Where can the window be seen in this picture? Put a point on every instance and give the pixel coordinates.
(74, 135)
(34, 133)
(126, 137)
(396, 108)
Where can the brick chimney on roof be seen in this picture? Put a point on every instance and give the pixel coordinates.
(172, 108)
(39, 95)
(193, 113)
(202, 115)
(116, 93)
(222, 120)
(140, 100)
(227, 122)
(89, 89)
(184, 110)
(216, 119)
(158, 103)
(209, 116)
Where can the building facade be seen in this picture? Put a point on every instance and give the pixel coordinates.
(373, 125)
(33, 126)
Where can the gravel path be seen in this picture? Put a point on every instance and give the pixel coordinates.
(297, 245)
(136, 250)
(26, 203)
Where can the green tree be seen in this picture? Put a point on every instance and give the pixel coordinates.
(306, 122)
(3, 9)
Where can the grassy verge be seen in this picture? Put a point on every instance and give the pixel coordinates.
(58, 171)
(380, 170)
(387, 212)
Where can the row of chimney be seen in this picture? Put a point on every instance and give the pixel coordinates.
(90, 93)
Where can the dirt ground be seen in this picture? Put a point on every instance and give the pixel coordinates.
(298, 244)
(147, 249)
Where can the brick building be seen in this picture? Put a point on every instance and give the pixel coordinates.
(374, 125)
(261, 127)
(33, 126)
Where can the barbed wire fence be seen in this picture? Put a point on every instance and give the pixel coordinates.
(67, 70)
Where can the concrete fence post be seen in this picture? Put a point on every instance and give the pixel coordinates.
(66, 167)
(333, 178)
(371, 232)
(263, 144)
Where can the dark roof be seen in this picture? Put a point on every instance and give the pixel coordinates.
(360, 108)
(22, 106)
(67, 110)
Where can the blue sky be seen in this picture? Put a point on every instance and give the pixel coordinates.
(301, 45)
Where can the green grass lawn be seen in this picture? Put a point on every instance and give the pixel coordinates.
#####
Problem description:
Reproduce every line of the listing above verbatim, keeping the original order.

Task solution:
Where can the window be seen in this picture? Put a point on every instance and give the pixel coordinates.
(74, 135)
(34, 133)
(126, 137)
(396, 108)
Where can the brick chimney on roof be seen in this picture? Put a point on every instance and give the pixel coordinates.
(172, 108)
(39, 95)
(193, 113)
(202, 115)
(116, 93)
(222, 120)
(140, 100)
(227, 122)
(89, 89)
(184, 110)
(216, 119)
(158, 103)
(209, 116)
Where can the building facade be seen in this picture? Put a point on every instance and give the pixel coordinates.
(373, 125)
(33, 126)
Where can the gravel path be seen in this picture? Put a point on every instance and give the pixel coordinates.
(297, 245)
(136, 250)
(26, 203)
Where can the green tree be seen in this picture? Put a point on every instance and give the pixel coordinates.
(306, 122)
(3, 9)
Where can the grassy verge be seen in this picture? Put a point on every instance and give the pixel coordinates.
(58, 171)
(380, 170)
(387, 212)
Where can the row of chimney be seen in this picture? Put a point on every instance and give the pixel coordinates.
(90, 93)
Where can the dirt ground be seen in this picture? Put a point on every instance and give the pixel coordinates.
(298, 244)
(147, 249)
Where can the brick building be seen in this picture? Put a point on every instance and give the pixel coordinates.
(374, 125)
(261, 127)
(33, 126)
Where can the barbed wire fence be seen in this picture? Put a point on every instance and give the pixel coordinates.
(67, 70)
Where can the concrete fence post be seen in this picture? Put a point on every instance and give the pixel coordinates.
(66, 167)
(333, 178)
(371, 232)
(263, 144)
Where can the dark roof be seen in this picture? Put a point on every instance and give the pixel coordinates.
(360, 108)
(22, 106)
(67, 110)
Where can the blue sky be seen in this picture? Put a point on every instance and give the pixel coordinates.
(301, 45)
Where can the green grass lawn be seen in this picture? Put a point on every instance and give the pixel coordinates.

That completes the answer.